| EXERCISE |
Copy the data below line for line, leaving the pictures out.

※ ※ ※

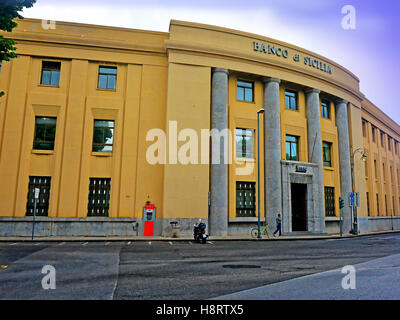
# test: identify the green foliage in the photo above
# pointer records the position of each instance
(8, 12)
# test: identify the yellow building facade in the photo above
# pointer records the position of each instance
(102, 120)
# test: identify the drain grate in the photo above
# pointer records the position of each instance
(241, 266)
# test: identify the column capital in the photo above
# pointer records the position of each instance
(269, 79)
(340, 100)
(215, 70)
(312, 90)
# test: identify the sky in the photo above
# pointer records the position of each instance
(370, 50)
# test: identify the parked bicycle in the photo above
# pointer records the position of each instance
(264, 231)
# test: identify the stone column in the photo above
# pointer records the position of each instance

※ ※ ※

| ANSWER TO THIS EXERCISE |
# test: identify the green foliage in the photo above
# pointer records the position of each instance
(8, 12)
# test: identify the yellow building facade in the photo above
# pointer records the position of each instance
(102, 120)
# test: identify the drain grate in the photo above
# pointer records the position of each instance
(241, 266)
# test: identify the column capital in the photo above
# pointer records the position of each instance
(269, 79)
(340, 100)
(215, 70)
(312, 90)
# test: identify the sky in the photo above
# pointer records the position of each instance
(370, 50)
# test: identify the parked bicycle in the photo above
# pointer records the position of each instance
(264, 231)
# test: identify the stone column in the photo above
# pointer records the position of each instance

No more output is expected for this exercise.